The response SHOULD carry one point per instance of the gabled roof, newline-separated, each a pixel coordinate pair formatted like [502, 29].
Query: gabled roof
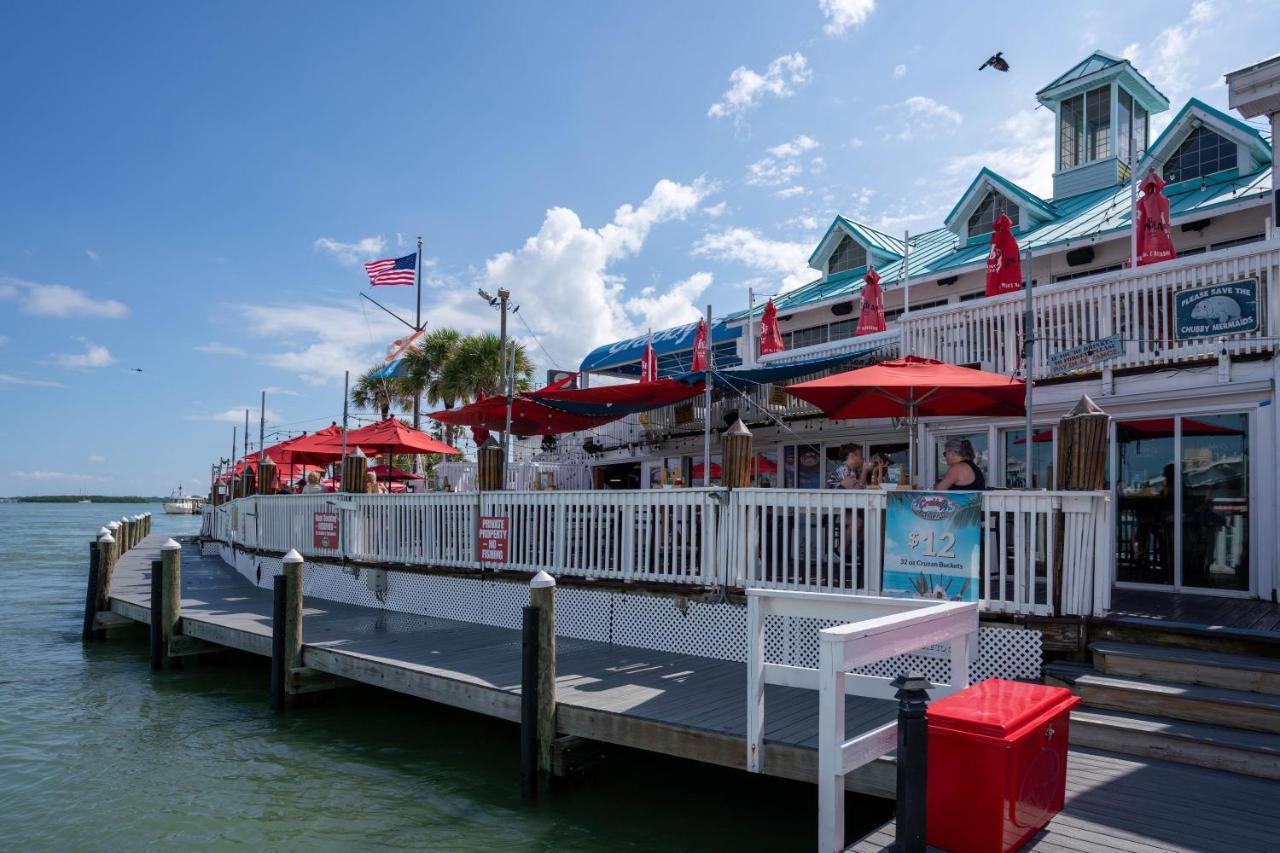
[987, 178]
[1223, 123]
[1097, 68]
================================
» Job: Turn every line of the items above into a numbered list, skipping any blank lines and leaving out the pictures.

» Task output:
1. The response SHOULD carry one point per instance of the gabled roof, newline-separated, each a pixel coordinate pair formatted like [502, 29].
2. Query: gabled roof
3. [987, 178]
4. [1223, 123]
5. [1097, 68]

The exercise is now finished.